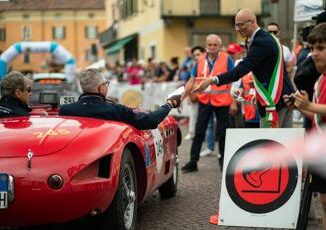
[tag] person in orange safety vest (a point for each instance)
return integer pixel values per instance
(246, 95)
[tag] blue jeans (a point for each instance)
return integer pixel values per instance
(210, 133)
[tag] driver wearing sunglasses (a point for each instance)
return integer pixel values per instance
(15, 91)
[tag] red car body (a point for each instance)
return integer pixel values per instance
(87, 154)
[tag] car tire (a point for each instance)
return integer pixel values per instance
(122, 213)
(170, 187)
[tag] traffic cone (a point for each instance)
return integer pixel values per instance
(213, 219)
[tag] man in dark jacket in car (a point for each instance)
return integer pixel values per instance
(92, 103)
(15, 93)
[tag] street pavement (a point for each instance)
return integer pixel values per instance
(197, 198)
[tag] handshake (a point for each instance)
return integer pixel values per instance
(174, 101)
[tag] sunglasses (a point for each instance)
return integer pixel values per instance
(273, 32)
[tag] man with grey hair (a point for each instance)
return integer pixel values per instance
(92, 103)
(15, 93)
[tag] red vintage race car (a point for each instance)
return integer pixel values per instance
(55, 169)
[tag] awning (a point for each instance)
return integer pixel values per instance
(115, 48)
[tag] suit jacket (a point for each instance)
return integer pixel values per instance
(13, 107)
(261, 60)
(95, 106)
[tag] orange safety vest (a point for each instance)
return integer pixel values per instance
(249, 109)
(217, 95)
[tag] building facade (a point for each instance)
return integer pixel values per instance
(163, 28)
(74, 24)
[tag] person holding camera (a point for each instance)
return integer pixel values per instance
(316, 110)
(92, 103)
(307, 74)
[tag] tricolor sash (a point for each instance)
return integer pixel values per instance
(269, 97)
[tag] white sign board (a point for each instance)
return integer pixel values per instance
(304, 10)
(260, 190)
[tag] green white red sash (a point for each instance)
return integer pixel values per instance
(269, 97)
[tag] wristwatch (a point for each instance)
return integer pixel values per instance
(214, 81)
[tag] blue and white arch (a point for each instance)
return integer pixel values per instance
(61, 54)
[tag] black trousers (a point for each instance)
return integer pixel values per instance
(222, 118)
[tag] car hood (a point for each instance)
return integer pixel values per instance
(43, 135)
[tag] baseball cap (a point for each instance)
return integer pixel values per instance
(234, 48)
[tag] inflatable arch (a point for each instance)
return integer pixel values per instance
(61, 54)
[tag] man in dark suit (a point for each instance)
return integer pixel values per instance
(264, 57)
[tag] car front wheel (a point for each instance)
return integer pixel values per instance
(122, 213)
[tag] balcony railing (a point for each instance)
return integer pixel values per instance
(210, 7)
(108, 36)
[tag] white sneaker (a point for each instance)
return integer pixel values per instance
(206, 152)
(188, 137)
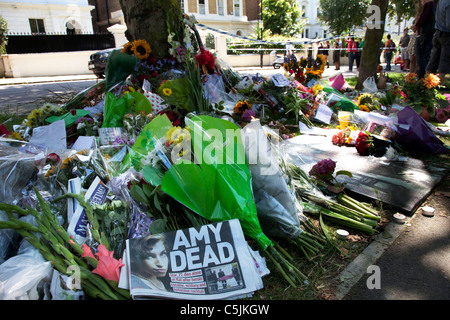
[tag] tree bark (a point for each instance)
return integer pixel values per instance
(371, 50)
(150, 19)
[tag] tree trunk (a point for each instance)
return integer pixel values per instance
(150, 19)
(372, 51)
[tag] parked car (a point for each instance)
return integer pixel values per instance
(97, 62)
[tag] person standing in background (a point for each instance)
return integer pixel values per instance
(403, 44)
(350, 52)
(440, 54)
(337, 55)
(326, 49)
(389, 48)
(424, 27)
(357, 52)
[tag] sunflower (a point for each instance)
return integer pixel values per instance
(411, 77)
(363, 107)
(167, 91)
(365, 98)
(127, 48)
(241, 106)
(431, 81)
(141, 49)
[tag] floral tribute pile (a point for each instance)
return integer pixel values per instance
(138, 130)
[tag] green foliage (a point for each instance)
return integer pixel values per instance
(3, 36)
(402, 9)
(342, 16)
(282, 17)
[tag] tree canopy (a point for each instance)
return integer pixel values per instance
(3, 32)
(343, 15)
(282, 17)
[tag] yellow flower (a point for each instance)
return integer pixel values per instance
(127, 48)
(363, 107)
(241, 106)
(411, 77)
(167, 91)
(177, 135)
(317, 89)
(365, 98)
(431, 81)
(141, 49)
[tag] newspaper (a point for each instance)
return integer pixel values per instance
(201, 263)
(78, 226)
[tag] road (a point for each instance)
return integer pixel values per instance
(23, 98)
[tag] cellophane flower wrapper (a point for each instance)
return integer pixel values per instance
(219, 187)
(112, 157)
(139, 222)
(274, 200)
(145, 142)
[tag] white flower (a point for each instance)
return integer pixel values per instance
(391, 154)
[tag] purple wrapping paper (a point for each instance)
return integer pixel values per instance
(415, 135)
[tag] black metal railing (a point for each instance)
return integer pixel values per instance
(39, 43)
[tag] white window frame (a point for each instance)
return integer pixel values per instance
(205, 6)
(237, 4)
(224, 7)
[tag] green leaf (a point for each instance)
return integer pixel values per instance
(138, 194)
(344, 172)
(158, 226)
(152, 175)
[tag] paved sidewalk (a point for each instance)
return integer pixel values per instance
(27, 80)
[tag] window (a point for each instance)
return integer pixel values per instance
(201, 7)
(237, 8)
(182, 5)
(37, 25)
(220, 7)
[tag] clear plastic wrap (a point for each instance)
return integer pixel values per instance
(21, 275)
(274, 201)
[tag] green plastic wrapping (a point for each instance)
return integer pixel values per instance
(344, 103)
(219, 187)
(114, 111)
(68, 117)
(152, 132)
(120, 65)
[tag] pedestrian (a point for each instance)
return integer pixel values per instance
(357, 52)
(337, 55)
(403, 44)
(440, 54)
(326, 49)
(289, 49)
(389, 49)
(350, 52)
(424, 27)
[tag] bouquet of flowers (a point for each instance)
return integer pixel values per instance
(421, 95)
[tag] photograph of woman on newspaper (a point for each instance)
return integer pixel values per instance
(151, 263)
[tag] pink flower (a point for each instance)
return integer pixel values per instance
(103, 252)
(87, 252)
(108, 267)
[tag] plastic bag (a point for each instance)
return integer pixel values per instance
(120, 66)
(21, 275)
(274, 202)
(219, 187)
(115, 109)
(370, 85)
(414, 134)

○ ○ ○ ○

#### REQUIRED WORK
Taking the lines above, repeat exactly those from the line that contains "[tag] black metal" through the line that contains "[tag] green leaf (a point for each instance)", and both of those lines as well. Include nothing else.

#### OUTPUT
[tag] black metal railing (a point for each instance)
return integer pixel values per instance
(39, 43)
[tag] white window frame (a point for each instance)
return integer pixel values per instance
(205, 6)
(237, 4)
(224, 7)
[tag] green leaf (a point for each instance)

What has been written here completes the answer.